— WHAT NEEDS TO BE DONE —
Revise the material below so that every "Query" becomes "Target", leaving all other text untouched.

— Coordinate annotation records —
>>
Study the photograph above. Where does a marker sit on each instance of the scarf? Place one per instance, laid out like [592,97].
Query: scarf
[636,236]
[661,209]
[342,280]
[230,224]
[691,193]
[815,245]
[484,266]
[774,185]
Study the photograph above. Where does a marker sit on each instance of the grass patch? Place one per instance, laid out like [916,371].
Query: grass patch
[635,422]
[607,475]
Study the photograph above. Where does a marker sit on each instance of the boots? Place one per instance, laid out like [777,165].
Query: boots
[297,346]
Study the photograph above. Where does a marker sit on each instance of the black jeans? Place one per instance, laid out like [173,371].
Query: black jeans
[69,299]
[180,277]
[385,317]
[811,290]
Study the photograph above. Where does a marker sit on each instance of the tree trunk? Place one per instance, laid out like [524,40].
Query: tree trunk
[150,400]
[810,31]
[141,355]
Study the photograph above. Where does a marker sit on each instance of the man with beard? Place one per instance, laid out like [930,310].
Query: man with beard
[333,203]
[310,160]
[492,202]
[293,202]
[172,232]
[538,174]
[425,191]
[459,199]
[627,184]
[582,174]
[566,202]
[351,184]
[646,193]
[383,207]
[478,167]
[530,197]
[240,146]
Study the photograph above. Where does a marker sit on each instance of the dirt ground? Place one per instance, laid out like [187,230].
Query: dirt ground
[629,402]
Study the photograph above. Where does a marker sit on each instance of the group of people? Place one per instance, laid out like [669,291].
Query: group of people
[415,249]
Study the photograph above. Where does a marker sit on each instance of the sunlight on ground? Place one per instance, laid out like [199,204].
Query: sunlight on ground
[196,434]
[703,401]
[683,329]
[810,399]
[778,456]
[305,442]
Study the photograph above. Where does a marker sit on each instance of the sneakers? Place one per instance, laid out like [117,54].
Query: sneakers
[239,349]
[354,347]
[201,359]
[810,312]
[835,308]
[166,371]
<<
— TASK OUTPUT —
Study the photograph above. Where does a marker sit on each instance of the scarf? Place one per instance, laid out like [592,97].
Target: scarf
[636,236]
[661,209]
[342,280]
[230,224]
[691,193]
[815,245]
[484,266]
[774,185]
Study the photograph above. Where does a marker sit on each instance of the grass patch? Place one per instance, laid out like [916,371].
Target: grass patch
[635,422]
[607,475]
Study the photograph above. Where does a marker sit on each instance of the boots? Place one per instance, laid out like [777,165].
Target: boots
[297,346]
Study the photograph above. Where does a marker sit on each instance of the black jeans? Place one per instance, laid out like [173,371].
Target: black jeans
[69,299]
[180,277]
[385,317]
[811,290]
Study the photograph above. Where does a marker sit on each instance of the tree trunk? Place one per instance, laid out like [524,40].
Target: tree trunk
[150,400]
[810,31]
[141,355]
Study the photograph above. Where does a marker sit on each instance of the man with beard? Place one per instance, laid out like [930,310].
Target: man with beard
[333,203]
[310,160]
[492,202]
[293,202]
[172,232]
[538,174]
[425,191]
[459,199]
[627,184]
[582,174]
[566,202]
[351,184]
[646,193]
[383,207]
[478,167]
[530,197]
[240,146]
Study the photograph above. Where does a marker sit on each instance of the dirt ground? Place one per instance, laid out like [187,230].
Target: dirt ground
[629,402]
Study the photograph above. Where does a marker sit on each instance of the group of people? Place one per instance, laid out like [669,291].
Target: group of people
[415,249]
Study the photograph above. Where does a marker sit on each instance of the sunlight on ground? Place one per instance, laid out like [199,204].
Target: sunlight on ground
[196,434]
[703,401]
[683,329]
[810,399]
[778,456]
[305,442]
Study the photograph above. Where does a marker sit on each instance of the sneakers? Place one per instance, laid out like [117,54].
Target: sneakers
[239,349]
[354,347]
[201,359]
[810,312]
[835,308]
[166,371]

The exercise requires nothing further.